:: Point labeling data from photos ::
══════════════════════════════
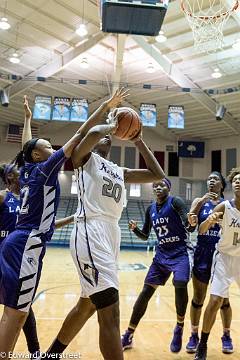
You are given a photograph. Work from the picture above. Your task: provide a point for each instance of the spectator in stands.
(169, 219)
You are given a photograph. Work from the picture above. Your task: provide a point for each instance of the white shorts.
(95, 247)
(225, 270)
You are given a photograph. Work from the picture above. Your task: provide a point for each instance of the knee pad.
(196, 306)
(148, 291)
(225, 306)
(181, 299)
(180, 284)
(105, 298)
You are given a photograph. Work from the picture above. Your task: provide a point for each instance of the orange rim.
(209, 17)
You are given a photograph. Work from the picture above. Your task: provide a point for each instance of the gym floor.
(59, 290)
══════════════════════════════
:: Objective ::
Format the lines starting at the one containing "the orange rim." and ending at the final line of the records, both included, as a JSON list of strings with one string per line and blank lines omitted.

:: Solution for this problem ::
[
  "You are given a photograph. Work from the picture above. Your task: provide a point for each instance of the orange rim.",
  "(209, 17)",
  "You are given a photograph. Work from the picture above. Your task: provide a point for each instance of the gym floor.",
  "(59, 290)"
]